(Beginning of MATERIAL TO PROCESS)
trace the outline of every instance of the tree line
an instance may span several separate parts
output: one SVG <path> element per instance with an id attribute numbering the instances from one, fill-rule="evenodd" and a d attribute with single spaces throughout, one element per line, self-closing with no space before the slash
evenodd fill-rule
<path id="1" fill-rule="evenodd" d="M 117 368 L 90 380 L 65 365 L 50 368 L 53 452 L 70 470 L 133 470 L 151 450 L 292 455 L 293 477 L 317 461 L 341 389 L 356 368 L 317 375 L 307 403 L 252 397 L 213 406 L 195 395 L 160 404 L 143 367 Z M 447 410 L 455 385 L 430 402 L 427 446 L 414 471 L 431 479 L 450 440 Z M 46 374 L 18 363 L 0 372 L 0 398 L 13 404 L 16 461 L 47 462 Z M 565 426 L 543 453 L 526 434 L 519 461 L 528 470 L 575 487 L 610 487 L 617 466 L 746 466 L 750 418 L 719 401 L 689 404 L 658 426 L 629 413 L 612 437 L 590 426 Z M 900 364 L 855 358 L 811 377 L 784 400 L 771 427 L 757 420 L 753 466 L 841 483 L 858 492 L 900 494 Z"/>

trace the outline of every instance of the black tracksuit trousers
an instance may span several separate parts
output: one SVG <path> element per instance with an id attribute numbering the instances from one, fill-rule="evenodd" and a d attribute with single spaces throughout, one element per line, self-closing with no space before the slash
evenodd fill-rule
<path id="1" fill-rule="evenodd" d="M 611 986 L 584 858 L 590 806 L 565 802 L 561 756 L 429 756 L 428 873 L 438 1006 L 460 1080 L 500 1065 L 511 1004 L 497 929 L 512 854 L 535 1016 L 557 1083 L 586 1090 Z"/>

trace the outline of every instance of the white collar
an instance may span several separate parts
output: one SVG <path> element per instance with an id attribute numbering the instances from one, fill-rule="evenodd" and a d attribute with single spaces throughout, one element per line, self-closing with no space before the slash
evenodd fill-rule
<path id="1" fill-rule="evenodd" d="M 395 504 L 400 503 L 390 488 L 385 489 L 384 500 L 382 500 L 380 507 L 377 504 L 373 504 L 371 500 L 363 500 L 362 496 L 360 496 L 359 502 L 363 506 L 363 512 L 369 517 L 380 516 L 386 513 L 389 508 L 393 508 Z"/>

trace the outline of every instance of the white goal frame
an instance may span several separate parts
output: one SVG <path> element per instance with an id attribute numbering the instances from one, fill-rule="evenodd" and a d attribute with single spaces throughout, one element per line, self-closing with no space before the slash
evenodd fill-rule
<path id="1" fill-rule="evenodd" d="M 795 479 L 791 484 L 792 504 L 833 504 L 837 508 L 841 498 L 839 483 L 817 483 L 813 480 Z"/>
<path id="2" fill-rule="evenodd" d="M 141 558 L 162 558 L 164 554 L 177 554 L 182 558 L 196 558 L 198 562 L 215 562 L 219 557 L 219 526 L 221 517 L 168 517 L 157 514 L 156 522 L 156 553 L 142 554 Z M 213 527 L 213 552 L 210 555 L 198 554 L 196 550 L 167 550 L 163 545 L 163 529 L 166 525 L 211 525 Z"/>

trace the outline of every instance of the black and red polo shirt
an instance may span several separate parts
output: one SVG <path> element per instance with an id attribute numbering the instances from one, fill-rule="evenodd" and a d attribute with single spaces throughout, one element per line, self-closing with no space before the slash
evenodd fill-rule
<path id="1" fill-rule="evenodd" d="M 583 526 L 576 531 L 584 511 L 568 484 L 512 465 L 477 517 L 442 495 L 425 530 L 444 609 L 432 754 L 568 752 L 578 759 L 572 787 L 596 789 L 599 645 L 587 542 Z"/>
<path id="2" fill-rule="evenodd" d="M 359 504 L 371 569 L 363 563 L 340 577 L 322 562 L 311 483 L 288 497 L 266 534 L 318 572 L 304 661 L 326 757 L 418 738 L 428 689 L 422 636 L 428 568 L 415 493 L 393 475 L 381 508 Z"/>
(End of MATERIAL TO PROCESS)
YOUR INSTRUCTIONS => Copy each of the records above so that nothing differs from the original.

YOUR SOLUTION =>
trace the outline of every instance of the tree line
an instance may span several separate parts
output: one SVG <path> element per instance with an id attribute numbering the instances from one, fill-rule="evenodd" and a d attribute with single spaces throughout, one element per line, self-closing with no space before the slash
evenodd fill-rule
<path id="1" fill-rule="evenodd" d="M 117 368 L 90 380 L 65 365 L 50 368 L 53 452 L 70 470 L 133 470 L 151 450 L 292 455 L 293 477 L 317 461 L 341 389 L 356 368 L 317 375 L 307 403 L 252 397 L 213 406 L 195 395 L 160 404 L 143 367 Z M 447 410 L 455 385 L 430 402 L 427 446 L 414 471 L 431 479 L 450 440 Z M 46 374 L 18 363 L 0 372 L 0 398 L 13 404 L 16 461 L 47 462 Z M 565 426 L 543 453 L 526 434 L 519 461 L 528 470 L 575 487 L 610 487 L 617 466 L 746 466 L 750 418 L 719 401 L 689 404 L 658 426 L 629 413 L 612 437 L 590 426 Z M 900 364 L 855 358 L 811 377 L 784 400 L 771 427 L 757 420 L 753 466 L 841 483 L 858 492 L 900 494 Z"/>

trace the outline of every instance of the black tracksuit trousers
an instance may span several separate parts
output: one SVG <path> element per instance with an id attribute numbering the instances from one, fill-rule="evenodd" and a d attribute with single spaces throughout, one element per line, self-closing with no space before the slash
evenodd fill-rule
<path id="1" fill-rule="evenodd" d="M 611 986 L 584 858 L 590 806 L 565 802 L 561 756 L 429 756 L 428 873 L 438 1006 L 460 1080 L 500 1065 L 511 1004 L 497 929 L 512 854 L 535 1016 L 557 1083 L 586 1090 Z"/>

trace the outline of every instance of the white collar
an instance may span several separate parts
output: one SVG <path> element per instance with an id attribute numbering the instances from one, fill-rule="evenodd" and a d attribute with single spaces throughout, one element per line, self-closing with no space before the slash
evenodd fill-rule
<path id="1" fill-rule="evenodd" d="M 395 504 L 400 503 L 390 488 L 385 489 L 384 500 L 382 500 L 380 507 L 377 504 L 373 504 L 371 500 L 363 500 L 362 496 L 360 496 L 359 502 L 363 506 L 363 512 L 369 517 L 380 516 L 386 513 L 389 508 L 393 508 Z"/>

trace the outline of every instance of the white goal frame
an instance may span several separate parts
output: one SVG <path> element per instance with an id attribute numbering the instances from one, fill-rule="evenodd" and a d attribute with single spaces throughout, one element per line, self-closing with no space before the slash
evenodd fill-rule
<path id="1" fill-rule="evenodd" d="M 795 479 L 791 484 L 792 504 L 833 504 L 837 508 L 841 498 L 839 483 L 817 483 L 813 480 Z"/>
<path id="2" fill-rule="evenodd" d="M 141 558 L 162 558 L 164 554 L 177 554 L 182 558 L 196 558 L 198 562 L 215 562 L 219 557 L 219 526 L 221 517 L 168 517 L 157 514 L 156 522 L 156 553 L 142 554 Z M 213 527 L 213 552 L 210 555 L 198 554 L 196 550 L 167 550 L 163 545 L 163 529 L 166 525 L 211 525 Z"/>

trace the outline of every instance of the black and red polo shirt
an instance may span several separate parts
output: one SVG <path> element per instance with an id attribute numbering the instances from one, fill-rule="evenodd" and a d attribute with single spaces throughout, one element per line, self-closing with no space before the slash
evenodd fill-rule
<path id="1" fill-rule="evenodd" d="M 583 526 L 576 531 L 584 511 L 568 484 L 512 465 L 477 517 L 442 495 L 425 530 L 444 609 L 432 754 L 568 752 L 578 759 L 572 787 L 596 789 L 599 645 L 587 542 Z"/>
<path id="2" fill-rule="evenodd" d="M 359 504 L 371 569 L 363 563 L 340 577 L 322 562 L 311 483 L 288 497 L 266 534 L 318 572 L 304 661 L 326 757 L 418 738 L 428 689 L 422 636 L 428 568 L 415 493 L 393 475 L 381 508 Z"/>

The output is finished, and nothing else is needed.